## About this exercise:
Restate the records that follow word for word; no pictures should appear.

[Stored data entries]

===============

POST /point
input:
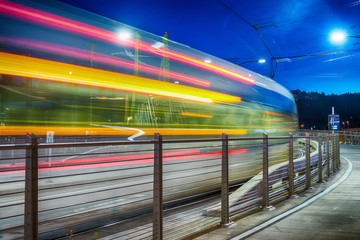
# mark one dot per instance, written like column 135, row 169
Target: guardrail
column 53, row 190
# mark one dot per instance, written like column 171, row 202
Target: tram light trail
column 116, row 161
column 18, row 65
column 52, row 20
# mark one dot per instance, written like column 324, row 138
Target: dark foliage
column 314, row 108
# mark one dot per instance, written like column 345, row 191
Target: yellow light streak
column 24, row 66
column 195, row 115
column 42, row 130
column 279, row 114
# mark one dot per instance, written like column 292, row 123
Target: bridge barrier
column 153, row 189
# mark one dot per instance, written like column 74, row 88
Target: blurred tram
column 74, row 73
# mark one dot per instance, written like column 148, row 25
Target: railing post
column 225, row 181
column 157, row 190
column 327, row 156
column 31, row 189
column 307, row 161
column 333, row 153
column 291, row 165
column 265, row 183
column 338, row 151
column 320, row 159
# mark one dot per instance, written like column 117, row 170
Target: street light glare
column 124, row 35
column 338, row 37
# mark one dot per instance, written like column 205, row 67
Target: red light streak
column 124, row 160
column 44, row 18
column 98, row 57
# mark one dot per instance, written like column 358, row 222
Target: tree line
column 314, row 108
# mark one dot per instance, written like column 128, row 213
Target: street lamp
column 259, row 61
column 340, row 36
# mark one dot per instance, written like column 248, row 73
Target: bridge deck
column 327, row 211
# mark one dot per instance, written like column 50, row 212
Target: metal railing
column 153, row 189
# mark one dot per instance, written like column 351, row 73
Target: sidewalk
column 329, row 210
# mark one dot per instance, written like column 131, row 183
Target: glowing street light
column 340, row 36
column 124, row 35
column 259, row 61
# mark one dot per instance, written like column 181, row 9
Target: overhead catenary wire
column 256, row 27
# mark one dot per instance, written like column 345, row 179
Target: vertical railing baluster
column 265, row 183
column 333, row 153
column 31, row 189
column 157, row 190
column 225, row 181
column 338, row 151
column 320, row 159
column 327, row 156
column 291, row 165
column 307, row 161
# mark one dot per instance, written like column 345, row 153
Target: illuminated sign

===============

## Task result:
POST /point
input:
# mark one dot per instance, written like column 135, row 169
Target: guardrail
column 53, row 190
# mark one dot per instance, written like column 171, row 202
Target: tram light trail
column 116, row 161
column 18, row 65
column 52, row 20
# mark one dot per instance, written like column 324, row 138
Target: dark foliage
column 314, row 108
# mark one dot per instance, written like column 345, row 191
Target: yellow light streak
column 24, row 66
column 195, row 115
column 42, row 130
column 279, row 114
# mark one dot per instance, written like column 292, row 123
Target: bridge barrier
column 153, row 189
# mark one dot per instance, written like column 74, row 88
Target: blurred tram
column 74, row 73
# mark one dot per instance, written like column 148, row 25
Target: railing post
column 225, row 181
column 157, row 190
column 327, row 156
column 31, row 189
column 307, row 161
column 333, row 153
column 291, row 165
column 265, row 183
column 338, row 151
column 320, row 159
# mark one dot per instance, written like column 117, row 170
Target: street light glare
column 124, row 35
column 338, row 37
# mark one dot per instance, written like column 205, row 67
Target: red light streak
column 124, row 160
column 44, row 18
column 98, row 57
# mark one dot per instance, written like column 358, row 222
Target: tree line
column 314, row 108
# mark one dot per instance, written like column 128, row 213
Target: street lamp
column 259, row 61
column 340, row 36
# mark one dot per instance, written like column 248, row 73
Target: bridge deck
column 327, row 211
# mark one dot per instance, written like column 50, row 212
Target: metal railing
column 153, row 189
# mark one dot per instance, written like column 351, row 73
Target: sidewalk
column 329, row 210
# mark one dot per instance, written like column 131, row 183
Target: glowing street light
column 340, row 36
column 124, row 35
column 259, row 61
# mark one dot per instance, written like column 181, row 9
Target: overhead catenary wire
column 256, row 27
# mark one dot per instance, written like column 345, row 179
Target: vertical railing baluster
column 265, row 183
column 333, row 153
column 31, row 189
column 157, row 190
column 225, row 181
column 338, row 151
column 320, row 159
column 327, row 156
column 291, row 165
column 307, row 161
# mark one dot per instance, written like column 345, row 153
Target: illuminated sign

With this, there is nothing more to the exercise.